Selected text Start Marker

On a sunny summer day in July 2013, a 5-year-old boy and his family visited relatives in St. Bernard Parish, Louisiana. The last thing on their mind was a brain-eating amoeba. The boy played outside for much of the day on a slip 'n slide, as kids do. All was well until nine days later, when he started to vomit and complained of an excruciating headache. He developed a high fever: 104 degrees. Tylenol didn’t help.
The symptoms were concerning, but still could have passed for a bad case of the flu. But then the boy had two brief “staring episodes,” where for a few seconds each he gazed straight ahead, unresponsive.
His family took him to a New Orleans hospital, where his condition worsened. The doctors suspected meningitis, a swelling of the membranes surrounding the brain, which can be caused by infection of viruses or microorganisms like bacteria, and he was put on several antibiotics. They performed a CT scan, a spinal tap and other tests to try and narrow down the particular type of infection, but got no clear answer. Several days later he suffered seizures and doctors performed emergency brain surgery. But the infection—whatever it was—and the inflammatory immune response was just too much. He was declared brain dead and the family agreed to cut off life support, five days after the boy was first admitted.
Tests by the Centers for Disease Control and Prevention (CDC) soon suggested that the culprit was Naegleria fowleri, also known as the “brain-eating amoeba.” It has earned that moniker for a good reason, since it can effectively digest neural tissues, says Jennifer Cope, a medical epidemiologist for the CDC in Atlanta.
While the microorganism is normally harmless and found in warm freshwater lakes throughout the South, it can infect the brain if it gets far up into the nasal passages. Once there, it passes through a porous bone separating the sinuses and the brain and begins to break down nerve cells. This triggers brain-swelling, and the resulting syndrome, called primary amebic meningoencephalitis (PAM), is nearly always fatal. Luckily, it’s always very rare, killing between zero and eight people each year in the United States.

Selected text End Marker
Recorded data Start Marker

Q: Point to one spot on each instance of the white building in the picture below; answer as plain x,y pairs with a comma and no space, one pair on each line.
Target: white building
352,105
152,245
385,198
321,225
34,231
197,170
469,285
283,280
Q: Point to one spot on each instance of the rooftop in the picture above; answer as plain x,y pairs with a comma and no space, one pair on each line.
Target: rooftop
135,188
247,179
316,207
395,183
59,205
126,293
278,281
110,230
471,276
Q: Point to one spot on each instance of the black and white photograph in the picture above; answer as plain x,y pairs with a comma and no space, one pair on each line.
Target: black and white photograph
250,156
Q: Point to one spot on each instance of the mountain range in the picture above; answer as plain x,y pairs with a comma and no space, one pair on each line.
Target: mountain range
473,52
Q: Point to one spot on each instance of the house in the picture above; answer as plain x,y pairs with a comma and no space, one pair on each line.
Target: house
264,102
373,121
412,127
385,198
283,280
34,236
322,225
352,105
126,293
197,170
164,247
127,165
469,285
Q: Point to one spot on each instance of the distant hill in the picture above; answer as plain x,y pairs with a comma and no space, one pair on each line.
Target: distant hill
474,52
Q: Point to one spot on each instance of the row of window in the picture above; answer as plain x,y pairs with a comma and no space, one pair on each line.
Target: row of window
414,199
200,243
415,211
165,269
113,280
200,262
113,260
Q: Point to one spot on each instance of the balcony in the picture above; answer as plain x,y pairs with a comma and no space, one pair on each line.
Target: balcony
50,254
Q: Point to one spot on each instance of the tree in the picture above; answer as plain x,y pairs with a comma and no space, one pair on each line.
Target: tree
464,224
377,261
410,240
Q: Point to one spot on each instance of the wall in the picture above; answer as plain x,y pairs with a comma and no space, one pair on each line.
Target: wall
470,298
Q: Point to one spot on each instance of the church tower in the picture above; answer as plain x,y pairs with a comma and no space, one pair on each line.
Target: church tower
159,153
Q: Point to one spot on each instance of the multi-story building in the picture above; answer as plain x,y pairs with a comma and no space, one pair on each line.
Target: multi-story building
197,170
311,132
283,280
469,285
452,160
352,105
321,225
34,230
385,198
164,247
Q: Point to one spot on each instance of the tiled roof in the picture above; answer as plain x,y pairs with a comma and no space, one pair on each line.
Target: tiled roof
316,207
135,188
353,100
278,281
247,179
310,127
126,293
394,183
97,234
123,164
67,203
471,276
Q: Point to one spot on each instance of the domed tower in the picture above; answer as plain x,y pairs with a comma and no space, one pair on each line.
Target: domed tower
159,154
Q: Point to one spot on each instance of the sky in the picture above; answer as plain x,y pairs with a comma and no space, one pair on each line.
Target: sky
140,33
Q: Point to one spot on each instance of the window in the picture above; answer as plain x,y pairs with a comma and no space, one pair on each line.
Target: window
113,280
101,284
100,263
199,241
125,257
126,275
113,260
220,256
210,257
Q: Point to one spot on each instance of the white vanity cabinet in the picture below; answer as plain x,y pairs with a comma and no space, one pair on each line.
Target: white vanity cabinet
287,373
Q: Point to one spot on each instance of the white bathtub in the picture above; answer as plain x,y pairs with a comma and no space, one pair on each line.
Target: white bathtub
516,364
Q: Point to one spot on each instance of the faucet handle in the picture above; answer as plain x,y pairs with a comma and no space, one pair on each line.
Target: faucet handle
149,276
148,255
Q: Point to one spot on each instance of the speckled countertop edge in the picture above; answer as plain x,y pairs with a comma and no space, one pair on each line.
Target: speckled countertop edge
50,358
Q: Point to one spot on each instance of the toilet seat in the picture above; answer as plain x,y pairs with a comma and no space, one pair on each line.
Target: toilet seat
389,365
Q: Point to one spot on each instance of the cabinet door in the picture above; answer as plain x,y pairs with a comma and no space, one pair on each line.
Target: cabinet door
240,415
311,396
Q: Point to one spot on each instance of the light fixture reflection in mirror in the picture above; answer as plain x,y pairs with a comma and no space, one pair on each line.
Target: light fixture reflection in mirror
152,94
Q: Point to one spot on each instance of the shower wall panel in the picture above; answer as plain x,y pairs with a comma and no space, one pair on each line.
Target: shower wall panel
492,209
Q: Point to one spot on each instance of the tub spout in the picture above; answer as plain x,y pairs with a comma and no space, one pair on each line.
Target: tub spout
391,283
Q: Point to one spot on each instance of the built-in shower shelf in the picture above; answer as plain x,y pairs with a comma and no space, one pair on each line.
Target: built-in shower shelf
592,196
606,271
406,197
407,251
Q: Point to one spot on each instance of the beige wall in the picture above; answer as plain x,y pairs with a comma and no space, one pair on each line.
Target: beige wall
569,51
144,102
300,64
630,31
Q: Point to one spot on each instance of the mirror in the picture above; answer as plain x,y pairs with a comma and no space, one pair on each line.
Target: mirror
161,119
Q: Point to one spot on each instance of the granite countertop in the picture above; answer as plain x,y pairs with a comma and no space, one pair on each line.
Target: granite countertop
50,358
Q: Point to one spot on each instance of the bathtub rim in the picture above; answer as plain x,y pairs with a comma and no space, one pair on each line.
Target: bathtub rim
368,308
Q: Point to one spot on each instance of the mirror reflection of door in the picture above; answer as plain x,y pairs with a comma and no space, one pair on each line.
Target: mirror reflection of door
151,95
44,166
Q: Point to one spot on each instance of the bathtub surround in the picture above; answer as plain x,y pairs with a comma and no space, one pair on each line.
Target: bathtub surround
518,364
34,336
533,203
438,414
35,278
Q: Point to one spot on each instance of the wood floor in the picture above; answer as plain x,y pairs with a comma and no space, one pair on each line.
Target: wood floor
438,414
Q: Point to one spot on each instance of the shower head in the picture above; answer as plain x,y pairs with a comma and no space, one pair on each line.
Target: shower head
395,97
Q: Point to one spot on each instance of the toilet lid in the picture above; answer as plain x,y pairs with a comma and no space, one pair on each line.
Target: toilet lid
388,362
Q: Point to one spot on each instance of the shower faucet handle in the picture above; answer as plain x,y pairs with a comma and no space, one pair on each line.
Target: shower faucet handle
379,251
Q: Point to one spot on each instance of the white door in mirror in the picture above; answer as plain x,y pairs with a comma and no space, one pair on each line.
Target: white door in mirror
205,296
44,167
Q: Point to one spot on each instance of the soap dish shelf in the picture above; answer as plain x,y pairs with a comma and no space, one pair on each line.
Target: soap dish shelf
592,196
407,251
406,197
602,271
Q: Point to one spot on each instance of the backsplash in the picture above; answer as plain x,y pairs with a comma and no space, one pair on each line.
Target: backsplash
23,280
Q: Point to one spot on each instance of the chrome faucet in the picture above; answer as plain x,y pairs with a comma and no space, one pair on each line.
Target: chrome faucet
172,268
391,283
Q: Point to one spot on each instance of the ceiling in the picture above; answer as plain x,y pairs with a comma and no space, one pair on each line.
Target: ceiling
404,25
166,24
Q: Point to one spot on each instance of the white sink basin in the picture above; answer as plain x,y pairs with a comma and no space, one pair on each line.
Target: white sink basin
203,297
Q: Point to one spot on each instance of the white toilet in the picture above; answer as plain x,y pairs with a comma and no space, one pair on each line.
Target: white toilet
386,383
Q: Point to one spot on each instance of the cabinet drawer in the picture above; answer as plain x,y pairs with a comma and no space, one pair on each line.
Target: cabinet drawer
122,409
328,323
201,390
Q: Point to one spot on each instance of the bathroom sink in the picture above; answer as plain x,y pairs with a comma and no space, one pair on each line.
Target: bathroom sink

Recorded data End Marker
Recorded data Start Marker

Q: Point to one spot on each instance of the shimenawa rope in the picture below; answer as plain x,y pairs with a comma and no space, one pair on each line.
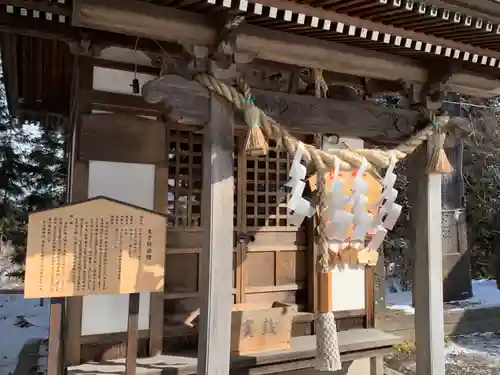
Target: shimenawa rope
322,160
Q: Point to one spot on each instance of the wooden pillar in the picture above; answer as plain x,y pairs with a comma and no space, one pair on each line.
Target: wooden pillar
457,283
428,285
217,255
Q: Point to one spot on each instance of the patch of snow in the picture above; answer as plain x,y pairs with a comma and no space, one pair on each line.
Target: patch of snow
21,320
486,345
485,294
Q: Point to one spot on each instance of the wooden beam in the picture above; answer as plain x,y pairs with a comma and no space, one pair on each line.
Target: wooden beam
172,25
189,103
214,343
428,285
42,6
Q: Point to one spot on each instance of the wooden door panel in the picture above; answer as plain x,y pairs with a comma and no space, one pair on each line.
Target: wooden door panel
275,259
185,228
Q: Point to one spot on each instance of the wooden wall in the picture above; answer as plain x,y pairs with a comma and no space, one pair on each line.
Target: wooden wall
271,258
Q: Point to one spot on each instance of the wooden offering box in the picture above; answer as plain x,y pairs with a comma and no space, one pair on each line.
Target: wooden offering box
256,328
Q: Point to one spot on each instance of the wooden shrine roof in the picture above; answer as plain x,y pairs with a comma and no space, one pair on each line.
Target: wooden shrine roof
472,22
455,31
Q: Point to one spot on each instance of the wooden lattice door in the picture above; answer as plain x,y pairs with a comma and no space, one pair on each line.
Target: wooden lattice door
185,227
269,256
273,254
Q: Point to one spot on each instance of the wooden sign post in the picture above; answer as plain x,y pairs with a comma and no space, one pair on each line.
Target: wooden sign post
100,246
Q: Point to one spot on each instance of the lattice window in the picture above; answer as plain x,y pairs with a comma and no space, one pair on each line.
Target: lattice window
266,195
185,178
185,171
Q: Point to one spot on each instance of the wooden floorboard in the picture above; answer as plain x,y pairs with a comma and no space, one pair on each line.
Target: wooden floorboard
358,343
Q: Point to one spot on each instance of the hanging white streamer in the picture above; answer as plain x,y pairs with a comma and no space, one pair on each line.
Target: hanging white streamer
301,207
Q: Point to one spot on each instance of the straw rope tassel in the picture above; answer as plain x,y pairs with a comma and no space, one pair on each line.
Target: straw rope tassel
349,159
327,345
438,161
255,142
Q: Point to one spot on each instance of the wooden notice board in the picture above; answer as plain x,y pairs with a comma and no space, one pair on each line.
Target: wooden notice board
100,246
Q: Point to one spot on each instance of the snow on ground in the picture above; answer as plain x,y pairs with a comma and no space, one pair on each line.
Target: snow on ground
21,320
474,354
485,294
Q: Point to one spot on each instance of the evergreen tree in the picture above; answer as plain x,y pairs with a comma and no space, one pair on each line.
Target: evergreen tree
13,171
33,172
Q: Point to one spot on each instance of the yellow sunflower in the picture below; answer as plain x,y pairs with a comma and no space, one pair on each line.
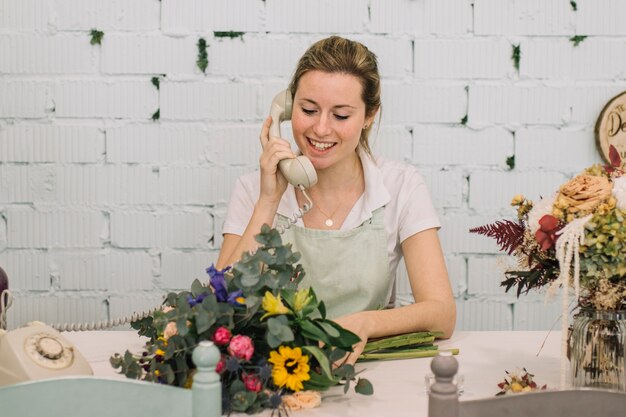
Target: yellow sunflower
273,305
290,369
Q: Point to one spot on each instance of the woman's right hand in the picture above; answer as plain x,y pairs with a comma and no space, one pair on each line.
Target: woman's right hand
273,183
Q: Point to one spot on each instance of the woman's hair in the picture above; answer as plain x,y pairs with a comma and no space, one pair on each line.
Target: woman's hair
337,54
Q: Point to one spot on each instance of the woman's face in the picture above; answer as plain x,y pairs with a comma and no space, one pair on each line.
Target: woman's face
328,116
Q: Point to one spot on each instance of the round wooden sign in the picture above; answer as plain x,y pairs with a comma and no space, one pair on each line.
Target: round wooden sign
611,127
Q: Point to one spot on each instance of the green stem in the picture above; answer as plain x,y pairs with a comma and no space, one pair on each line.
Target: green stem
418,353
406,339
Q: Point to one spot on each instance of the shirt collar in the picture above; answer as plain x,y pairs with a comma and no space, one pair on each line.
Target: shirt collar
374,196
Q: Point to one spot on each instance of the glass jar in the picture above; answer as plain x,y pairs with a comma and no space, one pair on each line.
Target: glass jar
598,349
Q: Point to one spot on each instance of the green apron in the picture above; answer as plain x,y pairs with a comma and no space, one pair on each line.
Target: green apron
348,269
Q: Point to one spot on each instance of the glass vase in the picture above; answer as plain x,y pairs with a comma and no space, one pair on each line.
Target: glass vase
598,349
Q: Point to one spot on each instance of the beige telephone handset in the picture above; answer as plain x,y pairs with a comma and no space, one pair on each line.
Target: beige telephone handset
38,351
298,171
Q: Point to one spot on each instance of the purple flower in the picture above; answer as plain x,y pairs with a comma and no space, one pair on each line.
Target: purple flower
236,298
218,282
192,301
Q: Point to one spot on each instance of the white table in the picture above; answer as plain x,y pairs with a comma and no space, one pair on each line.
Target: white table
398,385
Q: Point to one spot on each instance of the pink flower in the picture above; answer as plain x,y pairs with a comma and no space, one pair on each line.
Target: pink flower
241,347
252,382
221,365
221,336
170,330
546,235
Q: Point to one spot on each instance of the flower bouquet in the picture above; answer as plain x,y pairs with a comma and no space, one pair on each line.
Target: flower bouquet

Recorded data End Marker
Recorded data Start Marker

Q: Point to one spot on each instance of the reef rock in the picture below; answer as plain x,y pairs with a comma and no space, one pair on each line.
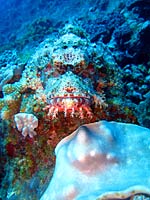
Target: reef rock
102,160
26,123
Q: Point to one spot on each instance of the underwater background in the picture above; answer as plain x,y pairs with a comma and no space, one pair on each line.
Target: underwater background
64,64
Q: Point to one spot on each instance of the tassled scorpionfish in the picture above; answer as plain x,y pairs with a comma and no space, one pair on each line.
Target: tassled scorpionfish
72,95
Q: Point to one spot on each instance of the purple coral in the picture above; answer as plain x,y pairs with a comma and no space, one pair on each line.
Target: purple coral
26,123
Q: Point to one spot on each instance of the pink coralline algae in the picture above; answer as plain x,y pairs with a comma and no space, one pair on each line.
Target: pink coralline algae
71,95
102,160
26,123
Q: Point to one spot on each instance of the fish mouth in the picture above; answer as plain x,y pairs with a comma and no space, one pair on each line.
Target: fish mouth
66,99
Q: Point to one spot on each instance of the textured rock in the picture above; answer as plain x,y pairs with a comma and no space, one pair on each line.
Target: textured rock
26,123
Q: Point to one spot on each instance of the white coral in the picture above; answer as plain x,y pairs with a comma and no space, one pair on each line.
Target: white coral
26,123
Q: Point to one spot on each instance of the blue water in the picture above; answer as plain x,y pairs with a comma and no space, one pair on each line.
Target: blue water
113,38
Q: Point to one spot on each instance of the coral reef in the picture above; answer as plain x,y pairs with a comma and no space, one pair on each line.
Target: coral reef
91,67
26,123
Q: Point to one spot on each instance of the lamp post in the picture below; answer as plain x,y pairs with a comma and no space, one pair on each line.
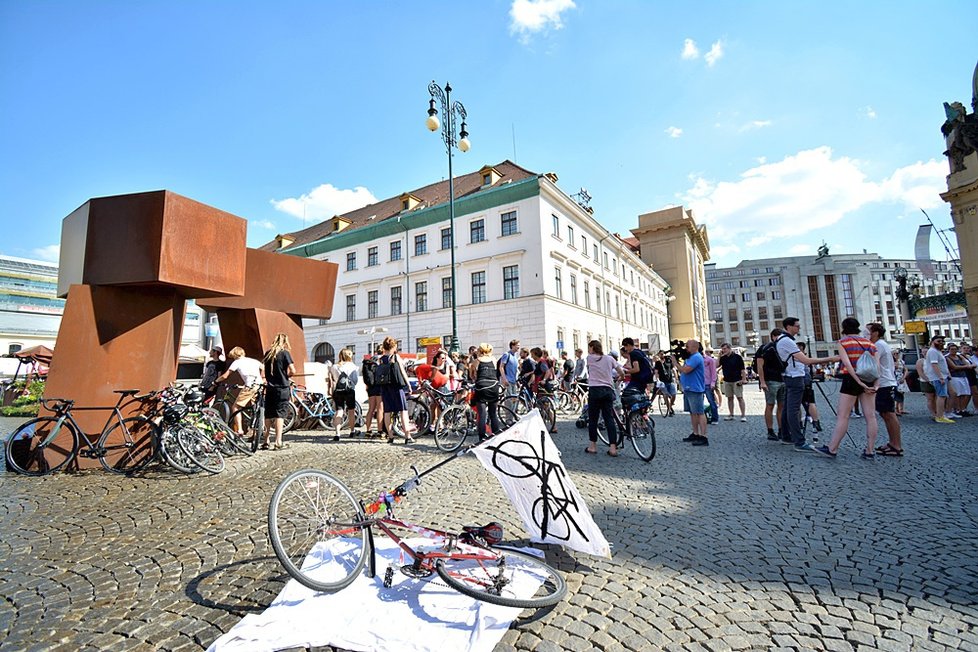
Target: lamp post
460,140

Recorded data End Marker

Exercise requirements:
(a) Answer these questions from the passage on the brain-eating amoeba, one line each.
(i) How high did the boy's fever reach?
(ii) What condition did the doctors at the New Orleans hospital suspect?
(iii) How many people does the infection kill each year in the United States?
(b) Resume the passage on the brain-eating amoeba after its last sentence.

Numbered responses:
(a)
(i) 104 degrees
(ii) Meningitis
(iii) Between zero and eight

(b)
In a study published this month in the journal Clinical Infectious Diseases, researchers from the CDC and elsewhere confirmed the boy died of PAM and described the case in full. This is the first confirmed instance in which somebody acquired the deadly infection from tap water, says Cope, a study author.
In the majority of cases, the amoeba is acquired when people swim in warm lakes in the summer and get water up their nose. Victims tend to be disproportionately male and young, with a median age of 12. But in the past few years, new routes of transmission are popping up, including this instance.
Two years before this case, two people who also happened to live in Louisiana died of PAM after using neti pots, which are used to flush the sinuses with salty water. One of these cases also occurred in St. Bernard Parish, and researchers suspect it may be due in part to the fact that Hurricane Katrina inflicted lasting damage to the water system, making it more prone to leaks and contact with soil (where these amoebae can also be found). But they can’t say for certain that the storm was to blame—no water system is a completely “closed loop,” and microorganisms from the environment often find their way into the water, Cope adds.
In 2012, a Muslim man practicing ritual ablution (which includes cleansing the sinuses with water) also came down with the fatal infection in the U.S. Virgin Islands. The CDC generally now recommends using bottle or sterilized water for nasal rinses, though the relative risk of getting PAM from a sinus rinses is very, very small. You are much more likely to get struck by lightning, for example, Cope says.
Water systems use chlorine to kill these microbes, but in this case it appeared that the chlorine levels in the house were low due to evaporation of the water-dissolved gas. Since 2013, Louisiana has started more aggressively chlorinating and testing for N. fowleri, and there hasn’t been a case in the state since then.
The amoeba is on the move, perhaps because temperatures are increasing. Once only found in the South, the microbe and the infection it causes have popped up in Minnesota, Kansas and Indiana. Perhaps strangely, given its spread, the number of cases of PAM don’t appear to be increasing.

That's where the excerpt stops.